═════ RECORD EXTRACTS ═════

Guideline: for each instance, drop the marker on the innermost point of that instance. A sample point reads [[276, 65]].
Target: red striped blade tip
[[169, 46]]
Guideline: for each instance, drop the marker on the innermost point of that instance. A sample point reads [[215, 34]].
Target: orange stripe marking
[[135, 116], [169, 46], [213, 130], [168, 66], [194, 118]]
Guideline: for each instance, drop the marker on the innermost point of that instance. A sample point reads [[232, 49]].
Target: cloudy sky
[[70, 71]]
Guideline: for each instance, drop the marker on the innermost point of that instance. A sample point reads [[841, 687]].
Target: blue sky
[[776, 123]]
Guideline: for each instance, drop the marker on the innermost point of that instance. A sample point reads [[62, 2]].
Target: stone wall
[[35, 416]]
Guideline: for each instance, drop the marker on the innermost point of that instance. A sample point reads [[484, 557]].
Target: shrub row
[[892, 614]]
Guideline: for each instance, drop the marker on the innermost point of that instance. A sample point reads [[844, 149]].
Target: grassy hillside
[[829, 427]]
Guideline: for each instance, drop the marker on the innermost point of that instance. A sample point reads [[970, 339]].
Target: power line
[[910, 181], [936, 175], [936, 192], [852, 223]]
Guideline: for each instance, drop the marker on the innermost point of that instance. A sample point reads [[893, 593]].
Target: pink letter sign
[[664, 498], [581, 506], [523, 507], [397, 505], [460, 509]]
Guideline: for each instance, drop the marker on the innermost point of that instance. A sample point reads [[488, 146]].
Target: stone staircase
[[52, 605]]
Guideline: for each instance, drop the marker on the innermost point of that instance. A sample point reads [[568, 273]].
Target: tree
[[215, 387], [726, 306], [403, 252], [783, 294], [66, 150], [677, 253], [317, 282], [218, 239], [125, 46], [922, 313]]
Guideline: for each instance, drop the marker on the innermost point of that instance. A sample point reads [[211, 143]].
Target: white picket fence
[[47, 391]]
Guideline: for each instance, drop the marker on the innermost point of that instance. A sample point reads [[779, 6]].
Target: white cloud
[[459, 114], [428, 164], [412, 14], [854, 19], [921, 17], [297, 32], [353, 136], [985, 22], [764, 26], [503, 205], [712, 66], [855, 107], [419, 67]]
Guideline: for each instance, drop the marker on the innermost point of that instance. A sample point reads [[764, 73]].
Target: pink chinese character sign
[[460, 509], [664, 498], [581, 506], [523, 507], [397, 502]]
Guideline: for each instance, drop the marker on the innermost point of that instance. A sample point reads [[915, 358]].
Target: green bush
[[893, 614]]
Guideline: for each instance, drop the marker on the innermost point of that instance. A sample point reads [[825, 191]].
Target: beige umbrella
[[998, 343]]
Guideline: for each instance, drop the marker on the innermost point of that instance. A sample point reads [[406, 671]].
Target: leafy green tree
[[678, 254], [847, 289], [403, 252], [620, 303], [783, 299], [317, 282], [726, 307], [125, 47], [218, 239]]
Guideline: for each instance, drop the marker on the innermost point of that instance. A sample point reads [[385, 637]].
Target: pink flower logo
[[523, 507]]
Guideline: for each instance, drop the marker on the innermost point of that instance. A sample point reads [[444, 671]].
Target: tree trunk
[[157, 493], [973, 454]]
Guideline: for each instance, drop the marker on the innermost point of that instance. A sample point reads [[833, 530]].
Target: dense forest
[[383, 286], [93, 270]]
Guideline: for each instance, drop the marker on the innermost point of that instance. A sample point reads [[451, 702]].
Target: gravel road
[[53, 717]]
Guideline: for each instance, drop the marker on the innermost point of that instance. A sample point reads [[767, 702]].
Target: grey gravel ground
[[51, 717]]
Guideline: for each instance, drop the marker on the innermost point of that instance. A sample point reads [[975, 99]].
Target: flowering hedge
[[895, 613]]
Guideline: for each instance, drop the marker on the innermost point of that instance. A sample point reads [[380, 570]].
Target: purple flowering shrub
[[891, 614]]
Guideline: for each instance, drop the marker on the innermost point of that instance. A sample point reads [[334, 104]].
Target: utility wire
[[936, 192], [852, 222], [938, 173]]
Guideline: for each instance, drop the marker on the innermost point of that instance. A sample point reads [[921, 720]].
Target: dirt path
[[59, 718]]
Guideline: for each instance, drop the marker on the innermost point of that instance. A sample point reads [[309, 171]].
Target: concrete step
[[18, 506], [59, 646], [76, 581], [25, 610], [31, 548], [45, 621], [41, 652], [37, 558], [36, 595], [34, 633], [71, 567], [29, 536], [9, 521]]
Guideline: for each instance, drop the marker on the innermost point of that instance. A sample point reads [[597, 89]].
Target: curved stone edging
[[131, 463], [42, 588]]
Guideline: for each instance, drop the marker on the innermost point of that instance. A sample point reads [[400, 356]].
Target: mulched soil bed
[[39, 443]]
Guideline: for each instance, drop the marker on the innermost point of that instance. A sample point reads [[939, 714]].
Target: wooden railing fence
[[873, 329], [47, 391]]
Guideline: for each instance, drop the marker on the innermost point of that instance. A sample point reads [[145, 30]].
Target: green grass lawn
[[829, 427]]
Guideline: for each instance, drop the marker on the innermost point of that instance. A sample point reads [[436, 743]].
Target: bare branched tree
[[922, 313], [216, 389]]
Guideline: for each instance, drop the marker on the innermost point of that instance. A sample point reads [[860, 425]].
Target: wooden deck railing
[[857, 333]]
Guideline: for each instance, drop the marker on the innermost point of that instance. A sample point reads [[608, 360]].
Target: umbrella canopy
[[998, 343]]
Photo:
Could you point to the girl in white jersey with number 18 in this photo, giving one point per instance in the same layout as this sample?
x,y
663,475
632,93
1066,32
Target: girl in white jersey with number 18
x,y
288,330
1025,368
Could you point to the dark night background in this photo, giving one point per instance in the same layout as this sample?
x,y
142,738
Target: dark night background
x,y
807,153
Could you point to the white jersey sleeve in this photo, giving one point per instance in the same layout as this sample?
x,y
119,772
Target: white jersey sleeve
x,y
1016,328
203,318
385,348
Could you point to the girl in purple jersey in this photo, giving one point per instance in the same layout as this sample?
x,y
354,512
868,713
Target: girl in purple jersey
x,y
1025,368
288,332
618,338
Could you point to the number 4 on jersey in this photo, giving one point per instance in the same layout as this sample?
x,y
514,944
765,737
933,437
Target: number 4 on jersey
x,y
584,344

═════

GIVEN PROBLEM: Rewrite the items, beginning at the line that contains "reads [[844, 149]]." and stopping after the line that contains "[[52, 605]]". Keep the requests unchanged, multiply every coordinate in the answers by 1.85 and round each result to a whole number, with halves rounded up, and include no other lines.

SOLUTION FOR THIS PROBLEM:
Guideline: for each instance, drop the marker on the innermost point of that instance. A sample point reads [[844, 149]].
Target: grassy hillside
[[1534, 790]]
Guideline: for each instance, drop the marker on the innermost point of that instance. A sample point reads [[970, 339]].
Target: power line
[[1684, 335], [1732, 324], [1732, 355], [1576, 413]]
Guideline: for each instance, drop the marker on the innermost point of that instance. A sample point reads [[893, 593]].
Target: pink letter sign
[[1228, 921], [1075, 936], [968, 938], [734, 934], [851, 942]]
Guideline: for each instance, drop the marker on the innermost point of that instance. A sample point reads [[488, 146]].
Target: stone staircase
[[96, 1119]]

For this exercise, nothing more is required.